■ **Try it**
Out of all the lines below, count those with the word "every". Give the number only.

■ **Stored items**
━━━

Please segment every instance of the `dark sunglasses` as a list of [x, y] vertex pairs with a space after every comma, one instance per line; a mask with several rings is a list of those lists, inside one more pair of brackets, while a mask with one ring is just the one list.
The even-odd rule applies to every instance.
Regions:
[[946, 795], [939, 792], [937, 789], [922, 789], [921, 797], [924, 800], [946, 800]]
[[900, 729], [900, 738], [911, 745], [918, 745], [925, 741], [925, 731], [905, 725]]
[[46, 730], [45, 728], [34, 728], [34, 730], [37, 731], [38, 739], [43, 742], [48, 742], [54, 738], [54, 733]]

━━━

■ **The completed task**
2